• [What you need to do]
Produce an exact transcription of the data, with the images left out.

•••

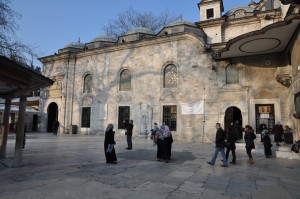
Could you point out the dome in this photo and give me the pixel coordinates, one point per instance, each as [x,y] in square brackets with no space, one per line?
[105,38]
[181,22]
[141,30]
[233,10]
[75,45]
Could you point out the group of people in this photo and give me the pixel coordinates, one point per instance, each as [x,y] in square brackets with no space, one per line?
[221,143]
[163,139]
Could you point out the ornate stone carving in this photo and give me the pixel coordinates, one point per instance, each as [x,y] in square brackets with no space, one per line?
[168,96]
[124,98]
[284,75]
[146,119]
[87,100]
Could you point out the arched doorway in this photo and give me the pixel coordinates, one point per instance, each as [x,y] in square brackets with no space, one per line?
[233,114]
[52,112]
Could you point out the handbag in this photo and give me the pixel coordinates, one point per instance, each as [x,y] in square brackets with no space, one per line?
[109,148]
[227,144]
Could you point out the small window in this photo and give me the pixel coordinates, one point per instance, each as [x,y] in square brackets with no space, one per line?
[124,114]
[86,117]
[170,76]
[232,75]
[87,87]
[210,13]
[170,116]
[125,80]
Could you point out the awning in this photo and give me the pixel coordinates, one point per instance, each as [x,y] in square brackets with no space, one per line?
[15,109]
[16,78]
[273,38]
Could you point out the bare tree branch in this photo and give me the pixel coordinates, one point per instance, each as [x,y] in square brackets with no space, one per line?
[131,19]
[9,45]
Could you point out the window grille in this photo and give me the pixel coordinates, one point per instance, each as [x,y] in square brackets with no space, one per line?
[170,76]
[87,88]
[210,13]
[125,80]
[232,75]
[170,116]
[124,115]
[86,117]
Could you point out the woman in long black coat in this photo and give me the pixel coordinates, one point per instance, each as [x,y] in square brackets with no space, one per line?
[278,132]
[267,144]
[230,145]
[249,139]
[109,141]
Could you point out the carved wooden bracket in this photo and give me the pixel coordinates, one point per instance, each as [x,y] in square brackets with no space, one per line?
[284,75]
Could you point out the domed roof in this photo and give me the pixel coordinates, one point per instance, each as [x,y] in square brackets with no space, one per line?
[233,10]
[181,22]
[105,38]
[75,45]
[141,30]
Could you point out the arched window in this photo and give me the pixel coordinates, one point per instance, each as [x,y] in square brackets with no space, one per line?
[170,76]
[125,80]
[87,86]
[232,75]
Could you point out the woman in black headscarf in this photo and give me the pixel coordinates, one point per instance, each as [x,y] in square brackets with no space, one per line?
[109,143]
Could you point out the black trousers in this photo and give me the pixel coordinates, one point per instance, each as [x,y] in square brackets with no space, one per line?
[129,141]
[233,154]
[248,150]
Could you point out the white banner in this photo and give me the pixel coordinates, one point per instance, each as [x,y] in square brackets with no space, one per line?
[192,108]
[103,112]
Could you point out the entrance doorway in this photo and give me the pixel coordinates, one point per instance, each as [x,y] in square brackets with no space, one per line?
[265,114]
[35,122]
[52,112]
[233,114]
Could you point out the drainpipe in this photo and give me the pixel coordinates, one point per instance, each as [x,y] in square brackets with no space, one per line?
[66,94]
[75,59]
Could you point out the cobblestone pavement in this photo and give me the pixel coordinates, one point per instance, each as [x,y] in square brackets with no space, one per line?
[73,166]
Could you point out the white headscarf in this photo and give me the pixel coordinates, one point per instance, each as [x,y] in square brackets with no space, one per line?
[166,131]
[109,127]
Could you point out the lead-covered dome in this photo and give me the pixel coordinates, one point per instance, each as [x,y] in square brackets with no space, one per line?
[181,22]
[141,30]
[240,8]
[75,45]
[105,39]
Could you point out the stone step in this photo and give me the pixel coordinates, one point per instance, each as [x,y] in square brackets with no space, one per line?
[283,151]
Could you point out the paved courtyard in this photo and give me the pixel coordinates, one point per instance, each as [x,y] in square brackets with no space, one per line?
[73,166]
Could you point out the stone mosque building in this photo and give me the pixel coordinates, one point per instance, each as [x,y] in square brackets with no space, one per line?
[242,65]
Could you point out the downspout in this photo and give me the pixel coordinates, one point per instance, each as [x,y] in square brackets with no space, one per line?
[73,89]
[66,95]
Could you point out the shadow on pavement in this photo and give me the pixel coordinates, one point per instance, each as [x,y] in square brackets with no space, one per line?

•••

• [Written reply]
Could you point out the dome in this photo and give me the pixel coordinates, one point per instance, each as [x,y] in square brackets with no space, one per line?
[105,38]
[181,22]
[141,30]
[233,10]
[75,45]
Could you point out the group of people in this photo and give me the pixel coordinates, one point per instance, each as [x,y] in square brackets with no space, one per line?
[221,143]
[163,139]
Could you point out the ornate stone carving in this photo and give me the pixel coordinates, one point per instance, each as [x,y] in square brackets with no space, one per line?
[168,96]
[124,98]
[284,75]
[146,119]
[87,100]
Could you point out the arched doorway in this photo and give me the pixel coordinates, one point per instance, each as [x,y] in square brackets with no space, one per line?
[233,114]
[52,112]
Could you point out the handbag in this photo and give me the pixel coordinates, one point per instance, each as [x,y] in square brackets with no space, one per line?
[109,148]
[227,144]
Could you point out the small window in this photo and give me the pixel coordinates, one point per instance, each as [x,y] in square brackets with no space, one per line?
[124,114]
[86,117]
[170,76]
[232,75]
[87,87]
[210,13]
[170,116]
[125,80]
Could you point out the awning in this photo and give me the pixel coordinates, one point per instance, each as [x,y] in square brackets with no space, one per line?
[15,109]
[16,78]
[273,38]
Could you point out the bare tree branch in this photo and give me the pixel coordinates, one point per instance, each as [x,y] in square brackets with no space, one per line?
[131,19]
[9,45]
Could you point out the window grille in this photo and give me the pixel coordinates, one point per instance, each as [x,y] in square brackets with no space, one per line?
[170,76]
[87,88]
[210,13]
[125,80]
[232,75]
[170,116]
[124,115]
[86,117]
Could you point out the woman in long black coat in this photo and give me the pixel coordinates, one point per instance, each as [x,y] in square brackets with no space, one per line?
[278,132]
[267,144]
[230,145]
[249,139]
[109,141]
Could you point out the carved wooden bracket in this photo and give me the pixel coordinates, one point per instance, each as [x,y] in square brackets with no space, one per line?
[284,75]
Could you point out the domed roof in this photo and give me the pixel coordinates, one point per instance, each as [x,y] in square brackets with no space, one per line?
[233,10]
[181,22]
[105,38]
[75,45]
[141,30]
Could you point out the arched window in this photo and give me the pixel coordinates, one point per instance, each as [x,y] in square brackets with no space, one per line?
[170,76]
[125,80]
[87,86]
[232,75]
Could you point out the woman in black headscarf in this photo and give me the pixel coordinates, one point per instance, each as [x,y] in square brackets with no space, one per line?
[109,143]
Could you point out the black trousers in this photo and give me the pixel coordinates, one point per instance, each as [x,y] in square brackets with no space, one per line?
[129,141]
[233,154]
[248,150]
Could you point out the white banner in this photo and give me the pixel coordinates, one point per instance, each as [x,y] in square brackets with no space, one per line?
[192,108]
[103,112]
Could you point out the entrance doorway in this photo and give me the pixel coordinates, one point per instance, each as [x,y] in square brackets with no space, one per line?
[265,114]
[35,122]
[52,112]
[233,114]
Could you point out the drainpipe in this photo and give me the pixel coordinates, one point per instance, each as [x,y] in square brackets with no space, one per line?
[66,94]
[75,59]
Could you point out the cobblestone pavement in this photo and give me the pixel coordinates, one point per instance, each as [x,y] in square brackets with no space, one per line?
[73,166]
Could you point out the white headscarf in this photo and give me the pixel coordinates, one point per instance, each as [x,y] in square brackets with no space, one per line?
[166,131]
[109,127]
Could you point out the lead-covered dome in this photo and give me the pixel coordinates, one point per instance, each as [x,y] in square brackets with no space, one per line?
[181,22]
[141,30]
[240,8]
[75,45]
[105,39]
Could you point out the stone step in this photo and give me the pixel coordinates, one point per instance, each as [x,y] in square brackets with no space, one per line?
[283,151]
Could you point out the paved courtyard in this photo and give me the pixel coordinates, one point per instance, each as [x,y] in square brackets with no space, one per line?
[73,166]
Could you point out the stone mosque building in this photo and give me the pixel coordinates, one point per instance, each as [x,y] in square brackets with no space, one per line?
[242,65]
Could you point out the downspout in this photo and give me the pixel coordinates, one point per instance, each as [x,y] in square brackets with no space, one per line?
[73,89]
[66,95]
Could you point out the shadow on pavement in this photo and give me the pixel coordinates, one point per instance, each as [x,y] in square brackets with no space, one per line?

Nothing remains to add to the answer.